[Data entries]
** start **

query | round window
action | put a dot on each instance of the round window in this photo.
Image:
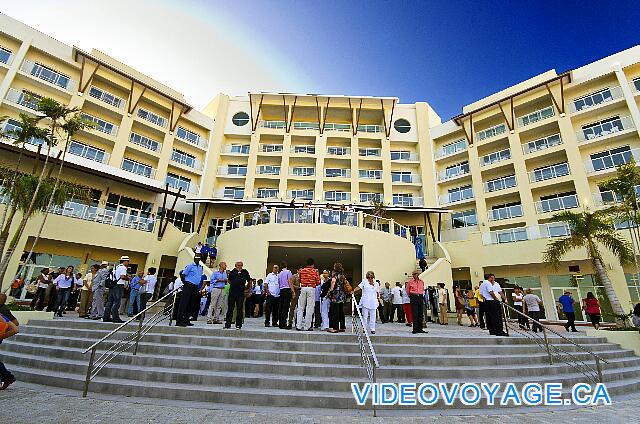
(402, 126)
(240, 119)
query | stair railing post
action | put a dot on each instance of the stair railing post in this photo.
(88, 376)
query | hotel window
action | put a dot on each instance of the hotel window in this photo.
(240, 119)
(178, 181)
(464, 219)
(234, 192)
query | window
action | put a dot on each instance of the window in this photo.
(85, 151)
(464, 219)
(183, 158)
(234, 192)
(178, 181)
(137, 168)
(402, 126)
(190, 136)
(240, 119)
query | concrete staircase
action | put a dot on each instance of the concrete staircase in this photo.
(264, 367)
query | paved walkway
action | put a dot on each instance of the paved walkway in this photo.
(26, 404)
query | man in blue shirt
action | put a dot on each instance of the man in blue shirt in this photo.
(134, 306)
(567, 308)
(191, 276)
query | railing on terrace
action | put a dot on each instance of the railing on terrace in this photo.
(347, 218)
(130, 218)
(536, 116)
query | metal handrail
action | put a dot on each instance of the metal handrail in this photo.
(96, 364)
(367, 353)
(594, 374)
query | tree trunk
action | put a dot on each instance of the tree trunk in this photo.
(608, 287)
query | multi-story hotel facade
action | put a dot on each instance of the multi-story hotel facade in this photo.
(476, 192)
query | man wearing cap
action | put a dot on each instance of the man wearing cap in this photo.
(115, 294)
(97, 288)
(191, 276)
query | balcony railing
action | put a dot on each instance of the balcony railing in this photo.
(337, 127)
(452, 148)
(557, 204)
(268, 170)
(506, 212)
(47, 74)
(28, 100)
(298, 171)
(453, 172)
(542, 144)
(502, 183)
(491, 132)
(369, 128)
(495, 157)
(596, 99)
(106, 97)
(549, 172)
(152, 117)
(603, 129)
(132, 218)
(370, 174)
(611, 160)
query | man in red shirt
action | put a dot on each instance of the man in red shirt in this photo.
(309, 279)
(415, 288)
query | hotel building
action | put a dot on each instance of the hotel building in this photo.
(477, 191)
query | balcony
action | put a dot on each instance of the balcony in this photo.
(611, 159)
(232, 171)
(338, 151)
(557, 204)
(306, 126)
(305, 150)
(549, 172)
(337, 173)
(152, 117)
(370, 152)
(537, 116)
(302, 171)
(542, 144)
(191, 137)
(495, 157)
(132, 218)
(370, 174)
(337, 127)
(101, 125)
(605, 128)
(491, 132)
(138, 168)
(501, 183)
(106, 97)
(270, 148)
(452, 148)
(594, 100)
(506, 212)
(454, 172)
(48, 75)
(145, 142)
(23, 98)
(369, 128)
(82, 150)
(268, 170)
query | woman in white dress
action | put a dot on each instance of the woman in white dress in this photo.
(370, 300)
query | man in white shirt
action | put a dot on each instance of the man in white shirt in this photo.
(491, 292)
(396, 298)
(120, 274)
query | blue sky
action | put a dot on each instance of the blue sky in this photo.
(448, 53)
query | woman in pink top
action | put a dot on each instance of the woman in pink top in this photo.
(592, 308)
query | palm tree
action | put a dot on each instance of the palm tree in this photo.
(589, 230)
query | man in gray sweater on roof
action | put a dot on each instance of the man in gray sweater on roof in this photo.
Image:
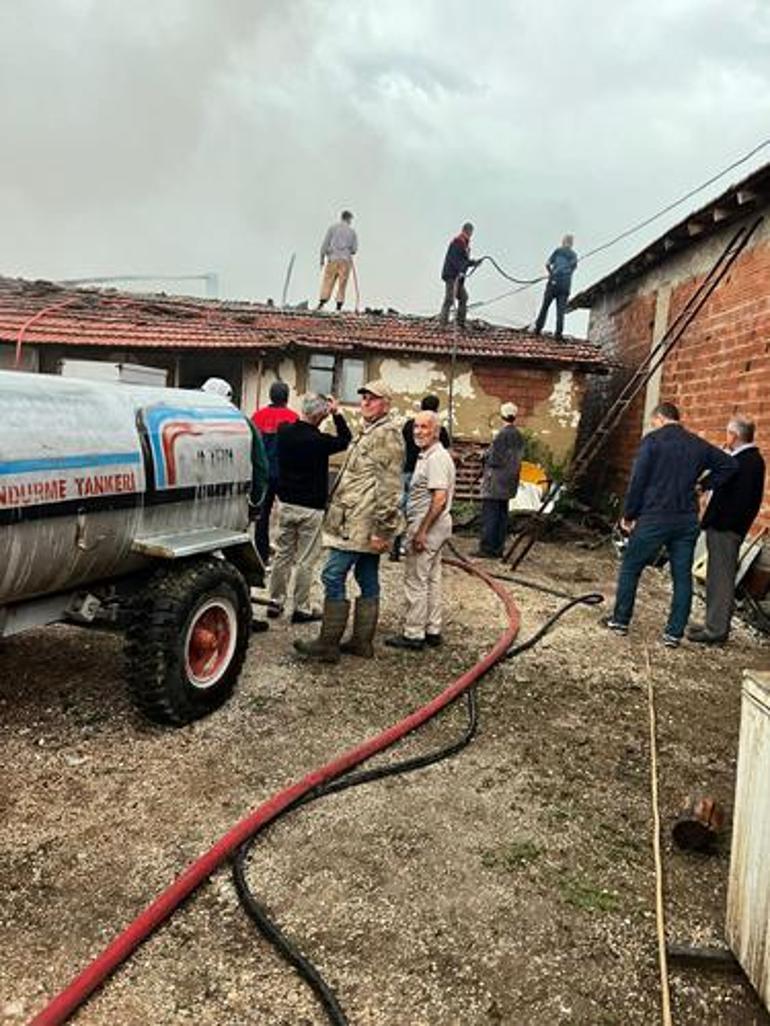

** end **

— What the exercise asks —
Extract every line from the rows above that contains the string "tree". Case matters.

— Output of the task —
query | tree trunk
action | put a dot on each instance of the tree trunk in this photo.
query | palm tree
action | put a dot on each instance of the palm tree in this photo.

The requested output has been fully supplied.